▶ EXERCISE DESCRIPTION
Repeat, word for word, every line from the line holding "Could you point out the tree" through the final line of the entries below. Skip all pictures.

========================================================================

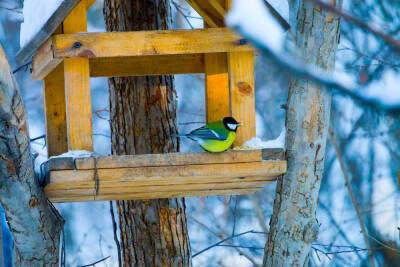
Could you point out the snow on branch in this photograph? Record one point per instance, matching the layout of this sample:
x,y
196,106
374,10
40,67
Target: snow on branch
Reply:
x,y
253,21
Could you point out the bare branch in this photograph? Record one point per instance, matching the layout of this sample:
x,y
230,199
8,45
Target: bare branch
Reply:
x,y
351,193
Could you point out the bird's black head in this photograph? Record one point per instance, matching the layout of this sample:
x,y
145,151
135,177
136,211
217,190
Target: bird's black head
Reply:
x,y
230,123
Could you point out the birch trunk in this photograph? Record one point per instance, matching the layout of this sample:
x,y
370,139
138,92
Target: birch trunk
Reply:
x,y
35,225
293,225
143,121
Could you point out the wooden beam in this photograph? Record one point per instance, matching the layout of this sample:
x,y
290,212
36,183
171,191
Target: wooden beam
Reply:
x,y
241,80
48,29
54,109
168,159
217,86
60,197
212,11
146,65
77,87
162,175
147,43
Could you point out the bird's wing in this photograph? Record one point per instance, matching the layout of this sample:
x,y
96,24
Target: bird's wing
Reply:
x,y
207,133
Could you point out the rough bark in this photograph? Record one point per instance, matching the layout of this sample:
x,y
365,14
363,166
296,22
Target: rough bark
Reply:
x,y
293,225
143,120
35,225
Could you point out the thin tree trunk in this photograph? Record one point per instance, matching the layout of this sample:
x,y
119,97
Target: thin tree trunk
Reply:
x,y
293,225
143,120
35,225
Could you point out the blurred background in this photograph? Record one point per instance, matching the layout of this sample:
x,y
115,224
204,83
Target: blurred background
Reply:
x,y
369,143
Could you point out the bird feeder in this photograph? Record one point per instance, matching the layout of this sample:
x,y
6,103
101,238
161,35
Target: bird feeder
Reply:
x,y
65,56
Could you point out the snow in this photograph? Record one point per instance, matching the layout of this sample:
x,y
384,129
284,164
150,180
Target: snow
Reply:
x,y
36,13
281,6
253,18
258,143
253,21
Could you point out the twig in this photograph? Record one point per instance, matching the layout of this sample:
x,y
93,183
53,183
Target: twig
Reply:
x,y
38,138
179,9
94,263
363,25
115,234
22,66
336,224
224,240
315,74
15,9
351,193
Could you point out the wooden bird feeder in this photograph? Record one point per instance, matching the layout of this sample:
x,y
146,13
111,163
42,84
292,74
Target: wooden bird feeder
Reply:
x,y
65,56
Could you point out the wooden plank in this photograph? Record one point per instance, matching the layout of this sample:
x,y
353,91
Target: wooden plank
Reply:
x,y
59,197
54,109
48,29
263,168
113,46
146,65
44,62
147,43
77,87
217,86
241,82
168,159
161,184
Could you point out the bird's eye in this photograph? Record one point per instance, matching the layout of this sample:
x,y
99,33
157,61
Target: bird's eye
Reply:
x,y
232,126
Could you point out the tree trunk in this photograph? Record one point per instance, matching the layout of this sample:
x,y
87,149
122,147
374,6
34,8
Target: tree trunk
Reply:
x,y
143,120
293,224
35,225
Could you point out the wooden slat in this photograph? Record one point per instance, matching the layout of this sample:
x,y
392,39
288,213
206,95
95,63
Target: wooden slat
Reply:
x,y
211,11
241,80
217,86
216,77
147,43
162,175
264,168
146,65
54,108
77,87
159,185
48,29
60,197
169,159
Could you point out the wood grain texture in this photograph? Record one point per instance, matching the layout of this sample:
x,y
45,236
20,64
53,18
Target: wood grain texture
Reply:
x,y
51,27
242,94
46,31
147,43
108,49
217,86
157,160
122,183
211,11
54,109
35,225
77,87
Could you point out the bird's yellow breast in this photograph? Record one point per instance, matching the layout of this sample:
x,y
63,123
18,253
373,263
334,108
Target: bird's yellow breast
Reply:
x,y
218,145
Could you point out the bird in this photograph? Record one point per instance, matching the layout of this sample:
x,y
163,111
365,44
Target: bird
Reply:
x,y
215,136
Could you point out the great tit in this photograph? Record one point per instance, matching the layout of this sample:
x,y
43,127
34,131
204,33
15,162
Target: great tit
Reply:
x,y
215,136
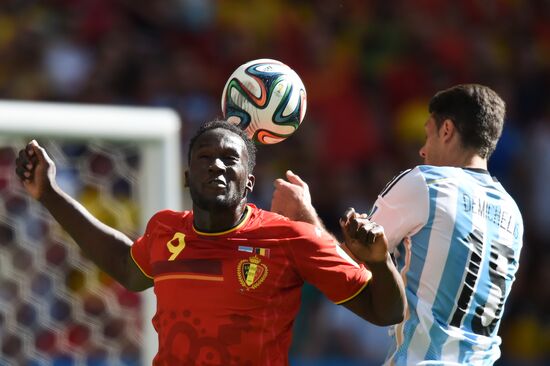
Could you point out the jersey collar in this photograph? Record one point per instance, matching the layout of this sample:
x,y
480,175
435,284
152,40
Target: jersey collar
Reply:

========================================================================

▶ FINISHED ANSWER
Could you point out the tree trunk in this photograph? Record one point per instance, matching the layout of this sample:
x,y
87,149
122,147
374,6
34,8
Target: tree trunk
Reply:
x,y
143,120
293,224
35,225
Could you point out the wooden slat in this photograph? Record one point per instance, matching the layout of this sample:
x,y
392,39
288,213
206,95
95,63
Target: wooden slat
Reply:
x,y
211,11
241,80
217,86
216,77
147,43
162,175
264,168
146,65
54,108
77,87
159,185
48,29
60,197
169,159
Could you point out the wood grain texture in this photograph? Record one point per instance, matching the layout of this sample:
x,y
45,236
20,64
53,18
Target: wood grain texture
Reply:
x,y
51,27
242,94
46,31
147,43
108,49
217,86
157,160
122,183
211,11
54,109
35,225
77,87
Could you point out the bird's yellow breast in this photograph? Record one point per instance, matching the layout of this sample:
x,y
63,123
18,253
373,263
334,108
Target: bird's yellow breast
Reply:
x,y
218,145
Could you point out the bird in this photograph? Record one point per instance, matching the layout of this sample:
x,y
163,111
365,44
Target: bird
Reply:
x,y
215,136
Could you point out the great tit in this photograph? Record one point per instance, matching the layout of this sample:
x,y
43,127
34,131
204,33
15,162
Target: great tit
Reply:
x,y
215,136
Could you point out the jersey collar in this photograph? Record one point per instance, matching the layout of this sample:
x,y
480,175
435,284
152,40
Target: jersey collar
Reply:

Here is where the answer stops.